(Location identification items)

────────────────────────────────────────

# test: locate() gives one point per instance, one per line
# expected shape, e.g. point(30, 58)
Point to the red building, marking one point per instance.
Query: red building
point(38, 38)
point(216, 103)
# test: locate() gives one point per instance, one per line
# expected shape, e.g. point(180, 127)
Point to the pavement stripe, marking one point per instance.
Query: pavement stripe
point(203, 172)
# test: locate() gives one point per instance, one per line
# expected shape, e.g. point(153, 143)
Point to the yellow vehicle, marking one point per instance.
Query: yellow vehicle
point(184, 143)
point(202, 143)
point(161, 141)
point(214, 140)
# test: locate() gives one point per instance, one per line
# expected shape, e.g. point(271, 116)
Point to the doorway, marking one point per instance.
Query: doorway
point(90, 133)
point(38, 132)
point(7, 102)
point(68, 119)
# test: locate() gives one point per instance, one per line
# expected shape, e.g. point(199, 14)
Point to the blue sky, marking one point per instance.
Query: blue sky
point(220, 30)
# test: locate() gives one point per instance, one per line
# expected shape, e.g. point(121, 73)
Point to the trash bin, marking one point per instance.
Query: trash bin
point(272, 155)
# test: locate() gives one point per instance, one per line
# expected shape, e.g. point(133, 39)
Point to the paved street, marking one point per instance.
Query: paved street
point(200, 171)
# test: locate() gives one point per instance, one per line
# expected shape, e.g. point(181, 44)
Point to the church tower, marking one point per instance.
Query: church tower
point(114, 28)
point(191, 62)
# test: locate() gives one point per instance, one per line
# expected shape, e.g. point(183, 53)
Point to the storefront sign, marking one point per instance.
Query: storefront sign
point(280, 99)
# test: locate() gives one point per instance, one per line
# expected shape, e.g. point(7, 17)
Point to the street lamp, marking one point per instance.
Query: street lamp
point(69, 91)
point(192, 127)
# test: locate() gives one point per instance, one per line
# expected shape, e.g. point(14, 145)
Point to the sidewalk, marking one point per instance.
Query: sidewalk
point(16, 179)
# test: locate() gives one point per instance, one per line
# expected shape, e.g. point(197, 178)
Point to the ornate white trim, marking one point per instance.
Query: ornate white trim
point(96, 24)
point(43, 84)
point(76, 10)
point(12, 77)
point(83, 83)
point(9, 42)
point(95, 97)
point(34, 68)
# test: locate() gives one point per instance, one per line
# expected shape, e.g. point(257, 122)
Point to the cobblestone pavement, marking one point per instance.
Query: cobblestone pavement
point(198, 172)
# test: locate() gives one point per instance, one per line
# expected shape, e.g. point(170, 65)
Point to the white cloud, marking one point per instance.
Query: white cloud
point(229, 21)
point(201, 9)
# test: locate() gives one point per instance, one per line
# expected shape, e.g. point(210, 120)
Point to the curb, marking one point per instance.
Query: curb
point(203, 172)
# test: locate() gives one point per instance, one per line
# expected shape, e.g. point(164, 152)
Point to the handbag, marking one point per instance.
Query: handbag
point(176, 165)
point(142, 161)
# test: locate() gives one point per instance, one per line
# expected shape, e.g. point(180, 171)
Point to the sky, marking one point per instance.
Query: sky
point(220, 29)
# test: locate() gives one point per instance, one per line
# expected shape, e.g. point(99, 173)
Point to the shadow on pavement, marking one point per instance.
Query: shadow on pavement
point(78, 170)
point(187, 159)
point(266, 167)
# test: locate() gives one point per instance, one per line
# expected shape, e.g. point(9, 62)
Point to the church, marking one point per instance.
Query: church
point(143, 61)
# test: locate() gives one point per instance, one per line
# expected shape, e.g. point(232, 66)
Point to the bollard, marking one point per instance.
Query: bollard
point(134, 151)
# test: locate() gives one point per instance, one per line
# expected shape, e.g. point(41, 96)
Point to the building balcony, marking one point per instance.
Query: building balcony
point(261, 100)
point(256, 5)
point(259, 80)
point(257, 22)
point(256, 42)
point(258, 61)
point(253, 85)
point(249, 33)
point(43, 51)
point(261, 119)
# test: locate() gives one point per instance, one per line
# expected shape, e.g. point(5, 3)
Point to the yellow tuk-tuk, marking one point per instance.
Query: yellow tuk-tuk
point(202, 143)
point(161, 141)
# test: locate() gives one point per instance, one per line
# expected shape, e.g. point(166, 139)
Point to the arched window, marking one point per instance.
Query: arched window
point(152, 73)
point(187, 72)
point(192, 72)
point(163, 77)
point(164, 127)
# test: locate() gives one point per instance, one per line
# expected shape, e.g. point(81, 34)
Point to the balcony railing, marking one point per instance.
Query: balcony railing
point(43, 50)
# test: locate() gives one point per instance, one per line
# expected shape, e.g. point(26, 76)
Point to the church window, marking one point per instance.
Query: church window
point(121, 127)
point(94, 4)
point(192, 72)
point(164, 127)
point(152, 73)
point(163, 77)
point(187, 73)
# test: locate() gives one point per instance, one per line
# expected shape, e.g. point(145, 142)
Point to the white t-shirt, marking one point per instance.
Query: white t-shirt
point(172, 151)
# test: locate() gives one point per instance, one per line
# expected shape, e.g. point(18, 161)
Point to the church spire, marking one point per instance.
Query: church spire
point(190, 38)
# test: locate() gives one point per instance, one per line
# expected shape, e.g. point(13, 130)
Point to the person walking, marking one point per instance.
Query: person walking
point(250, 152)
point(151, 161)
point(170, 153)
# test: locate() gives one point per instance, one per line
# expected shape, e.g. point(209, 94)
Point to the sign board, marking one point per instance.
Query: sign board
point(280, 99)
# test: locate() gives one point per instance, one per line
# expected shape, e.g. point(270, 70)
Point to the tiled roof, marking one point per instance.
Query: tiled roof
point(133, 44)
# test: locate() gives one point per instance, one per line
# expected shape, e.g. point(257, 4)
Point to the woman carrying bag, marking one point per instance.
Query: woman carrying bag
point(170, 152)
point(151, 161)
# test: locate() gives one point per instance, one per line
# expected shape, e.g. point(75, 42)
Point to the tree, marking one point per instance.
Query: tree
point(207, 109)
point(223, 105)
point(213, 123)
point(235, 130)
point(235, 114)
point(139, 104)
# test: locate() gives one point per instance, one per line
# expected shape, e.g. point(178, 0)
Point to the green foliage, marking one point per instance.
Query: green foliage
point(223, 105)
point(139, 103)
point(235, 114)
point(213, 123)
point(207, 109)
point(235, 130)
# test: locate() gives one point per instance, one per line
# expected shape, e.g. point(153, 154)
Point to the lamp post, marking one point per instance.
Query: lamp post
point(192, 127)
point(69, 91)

────────────────────────────────────────

## Problem details
Write out all the records again, swapping "marking one point per instance" for "placing one point on each instance" wherever it occurs and keeping everything else the same.

## Response below
# test: locate() gives one point per instance, one per line
# expected shape, e.g. point(30, 58)
Point to the red building, placing one point on each instance.
Query: red building
point(38, 38)
point(216, 103)
# test: locate() gives one point per instance, one per line
# expected shape, e.g. point(180, 127)
Point to the pavement stripe, placing one point on each instance.
Query: pavement stripe
point(203, 172)
# test: locate() gives one point per instance, one per line
# expected shape, e.g. point(153, 143)
Point to the yellow vehicle, placing one point on each instance.
Query: yellow vehicle
point(184, 143)
point(202, 143)
point(161, 141)
point(214, 140)
# test: locate() gives one point per instance, one per line
# expected shape, e.g. point(271, 116)
Point to the doorway, placing one point on each instance.
Query: doorway
point(90, 133)
point(38, 132)
point(7, 102)
point(68, 119)
# test: locate() gives one point per instance, one per line
# expected shape, e.g. point(199, 14)
Point to the blue sky, placing one point on each instance.
Query: blue sky
point(220, 30)
# test: locate() gives one point per instance, one per line
# expected shape, e.g. point(121, 73)
Point to the trash bin, placing one point on each instance.
Query: trash bin
point(272, 155)
# test: locate() gives one point per instance, one per line
# expected shape, e.g. point(133, 39)
Point to the paved street, placing one point on each instance.
Query: paved street
point(200, 171)
# test: locate() gives one point per instance, one per line
# expected shape, e.g. point(181, 44)
Point to the church tower, placing one point on each instance.
Query: church tower
point(114, 28)
point(191, 62)
# test: locate() gives one point per instance, one per line
# expected shape, e.g. point(183, 53)
Point to the storefront sign, placing one point on each instance.
Query: storefront sign
point(280, 99)
# test: locate() gives one point per instance, one per line
# expected shape, e.g. point(7, 17)
Point to the street lamp, placing one point on each instance.
Query: street lamp
point(69, 91)
point(192, 127)
# test: locate() gives one point per instance, one per line
# expected shape, e.g. point(14, 145)
Point to the sidewalk, placing one point on each instance.
Query: sidewalk
point(16, 179)
# test: locate() gives one point per instance, one per line
# expected shape, e.g. point(197, 178)
Point to the ornate white trim, placing one point on each instance.
Query: ornate white trim
point(96, 24)
point(43, 84)
point(76, 10)
point(12, 77)
point(83, 83)
point(9, 42)
point(95, 97)
point(34, 68)
# test: locate() gives one point per instance, one per line
# expected shape, e.g. point(257, 122)
Point to the cobblestone pavement, placing one point on each instance.
Query: cobblestone pavement
point(198, 172)
# test: locate() gives one point per instance, one per line
# expected shape, e.g. point(170, 65)
Point to the white cloud, placing one point on each instance.
Query: white cloud
point(229, 21)
point(201, 9)
# test: locate() gives one point per instance, one per line
# expected shape, e.g. point(210, 120)
Point to the curb, placing one point on each instance.
Query: curb
point(203, 172)
# test: locate() gives one point per instance, one per line
# expected shape, e.g. point(164, 152)
Point to the handbag, placing one point on each instance.
Query: handbag
point(176, 165)
point(142, 161)
# test: locate() gives one point per instance, one per line
# expected shape, e.g. point(180, 171)
Point to the sky, placing one point on each instance.
Query: sky
point(220, 29)
# test: locate() gives one point per instance, one per line
# expected shape, e.g. point(99, 173)
Point to the shadow on pavement, placing one point on each instance.
Query: shadow on pavement
point(78, 170)
point(187, 159)
point(266, 167)
# test: locate() gives one point per instance, one per line
# expected shape, e.g. point(9, 62)
Point to the church, placing one point on each instance.
Query: church
point(143, 61)
# test: locate() gives one point per instance, one per line
# expected shape, e.g. point(232, 66)
Point to the bollard, placing one point on each instance.
Query: bollard
point(134, 151)
# test: locate() gives one point per instance, one per line
# expected shape, e.g. point(41, 96)
Point to the building balcony, placing one point on each instance.
Query: building balcony
point(261, 100)
point(256, 5)
point(259, 80)
point(257, 22)
point(256, 42)
point(258, 61)
point(253, 85)
point(249, 33)
point(43, 51)
point(261, 119)
# test: locate() gives one point per instance, one per line
# expected shape, e.g. point(5, 3)
Point to the yellow tuk-tuk, placing one point on each instance.
Query: yellow tuk-tuk
point(202, 143)
point(161, 141)
# test: locate() gives one point per instance, one per line
# expected shape, e.g. point(166, 139)
Point to the arched window, placing one point on each instance.
Query: arched window
point(152, 73)
point(187, 72)
point(192, 72)
point(163, 77)
point(164, 127)
# test: locate() gives one point per instance, one per line
# expected shape, e.g. point(81, 34)
Point to the balcony railing, placing one point on each instance.
Query: balcony railing
point(43, 50)
# test: locate() gives one point per instance, one per line
# expected shape, e.g. point(26, 76)
Point to the church window, placing one point on each instance.
Query: church window
point(121, 127)
point(94, 4)
point(192, 72)
point(164, 127)
point(152, 73)
point(163, 77)
point(187, 73)
# test: locate() gives one point per instance, one per line
# expected shape, e.g. point(145, 142)
Point to the white t-shirt, placing one point on each instance.
Query: white t-shirt
point(172, 151)
# test: locate() gives one point per instance, one per line
# expected shape, e.g. point(18, 161)
Point to the church spire, placing one point on each instance.
Query: church spire
point(190, 38)
# test: locate() gives one point per instance, one per line
# expected shape, e.g. point(13, 130)
Point to the person walking, placing one point on each instance.
Query: person walking
point(250, 152)
point(151, 161)
point(170, 153)
# test: locate() gives one point per instance, one per line
# expected shape, e.g. point(209, 94)
Point to the sign board, placing one point on each instance.
Query: sign board
point(280, 99)
# test: locate() gives one point per instance, one per line
# expected shape, e.g. point(270, 70)
Point to the tiled roof, placing one point on each instance.
Query: tiled roof
point(133, 44)
# test: locate() gives one point per instance, one per line
# expected shape, e.g. point(257, 4)
Point to the woman carrying bag, placing one point on each instance.
Query: woman carrying bag
point(170, 152)
point(151, 161)
# test: locate() gives one point per instance, one per line
# expected shape, e.g. point(75, 42)
Point to the tree, placing one point on each instance.
Query: tree
point(207, 109)
point(223, 105)
point(213, 123)
point(235, 130)
point(235, 114)
point(139, 104)
# test: locate() gives one point per instance, one per line
# expected shape, e.g. point(178, 0)
Point to the green foliage, placing one point on each instance.
Query: green foliage
point(223, 105)
point(139, 103)
point(235, 114)
point(213, 123)
point(207, 109)
point(235, 130)
# test: locate() gives one point per instance, one per line
# expected shape, e.g. point(153, 154)
Point to the lamp post, placing one point on each instance.
Query: lamp post
point(192, 127)
point(69, 91)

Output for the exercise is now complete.